**SET TASK**
Write out each of the rows below word for word, without changing anything.

**GIVEN RECORDS**
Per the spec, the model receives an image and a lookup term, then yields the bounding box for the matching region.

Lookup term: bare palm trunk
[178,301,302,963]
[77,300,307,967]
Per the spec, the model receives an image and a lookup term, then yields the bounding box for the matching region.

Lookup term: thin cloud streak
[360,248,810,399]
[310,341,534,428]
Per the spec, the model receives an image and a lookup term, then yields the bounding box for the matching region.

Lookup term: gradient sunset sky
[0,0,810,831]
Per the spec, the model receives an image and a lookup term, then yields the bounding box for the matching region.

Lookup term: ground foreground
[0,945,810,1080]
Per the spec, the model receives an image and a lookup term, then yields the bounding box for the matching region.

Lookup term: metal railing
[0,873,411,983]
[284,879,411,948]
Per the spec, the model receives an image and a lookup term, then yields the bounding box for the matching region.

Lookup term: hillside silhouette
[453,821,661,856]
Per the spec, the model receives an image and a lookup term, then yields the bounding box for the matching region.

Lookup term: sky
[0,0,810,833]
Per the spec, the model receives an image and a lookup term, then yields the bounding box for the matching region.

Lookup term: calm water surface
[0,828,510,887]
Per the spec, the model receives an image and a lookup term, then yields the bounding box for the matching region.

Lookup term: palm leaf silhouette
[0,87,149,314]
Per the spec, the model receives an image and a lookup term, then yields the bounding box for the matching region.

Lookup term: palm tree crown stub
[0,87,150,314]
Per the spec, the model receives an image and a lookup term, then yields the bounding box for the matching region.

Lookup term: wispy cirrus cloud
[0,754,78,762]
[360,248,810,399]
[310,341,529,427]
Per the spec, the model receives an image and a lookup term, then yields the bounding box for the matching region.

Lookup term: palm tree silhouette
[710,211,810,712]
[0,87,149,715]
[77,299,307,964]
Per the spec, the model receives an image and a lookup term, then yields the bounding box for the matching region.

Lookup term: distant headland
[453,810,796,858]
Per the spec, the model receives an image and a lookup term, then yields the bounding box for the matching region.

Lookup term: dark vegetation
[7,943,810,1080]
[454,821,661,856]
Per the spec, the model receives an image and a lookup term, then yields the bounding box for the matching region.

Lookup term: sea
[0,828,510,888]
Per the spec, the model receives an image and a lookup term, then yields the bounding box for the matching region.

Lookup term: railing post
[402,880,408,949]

**CORRECT RESULT**
Per the spec, the model receives an image and a lookup term, then yields the bounding box for the matching region.

Lookup term: bare palm trunk
[178,301,302,963]
[77,300,307,967]
Per the spec, the model receives an image and a lookup term, then yields the bounding box for the matching region.

Lookup term: thin cloud streak
[360,248,810,399]
[310,341,534,428]
Per the spec, the model receives an image and a lookup term, then yields the bounding box for the matching region.

Lookup term: gradient sunset sky
[0,0,810,831]
Per the spec, the model receives an image and a lookup term, then yields the bounding box for the matching region.

Lookup term: ground foreground
[0,945,810,1080]
Per the spec, the model receives an image and a lookup term, then yields the bounding box for the matching region.

Lookup term: metal railing
[0,873,411,983]
[284,879,411,948]
Per the spec, the model receives an image and a lookup term, then yields the bounding box for the matching region.

Lookup term: hillside silhouette
[453,821,661,856]
Per the spec, the model receives an image and a lookup term, then yields the bounding box for the matching region.

Lookup term: sky
[0,0,810,833]
Per the spec, the model receives an image and a lookup term, then yields the bounding box for the matching region.

Lookup term: calm water surface
[0,828,510,887]
Per the spec, the model receives an image and a lookup term, then yields the bounding box for the matching region.

Lookup term: palm leaf silhouette
[0,87,149,314]
Per the spec, the model receives an image and a lookup term, then yields the bounding box for the matching region.

Lookup term: palm tree crown stub
[0,87,150,314]
Per the spec, the model receives an image and a lookup term, then yields the bounding box for the matching region.

Lookup term: wispy cirrus cloud
[0,754,78,762]
[360,248,810,399]
[310,341,529,427]
Per the spec, the model receives an image and a lookup term, then yields the bounding box for the matching region.

Lookup term: palm tree silhouette
[710,211,810,712]
[0,87,149,715]
[77,299,307,964]
Per the spec, the model receives an image and a lookup term, then yields the bounding box for the matching region.

Lookup term: distant headland
[453,810,796,858]
Per the spec, the model receives an image and a lookup term, then yields the bounding box for the matching region.

Lookup term: dark vegetation
[7,943,810,1080]
[454,821,661,856]
Per the spec, the model receives an image and a lookup term, then yields the bounding box for the matching region.

Lookup term: sea
[0,828,510,888]
Per the spec, the model receives an image and a lookup term, then yields the bounding box for the matching region.

Lookup term: railing post
[402,880,408,949]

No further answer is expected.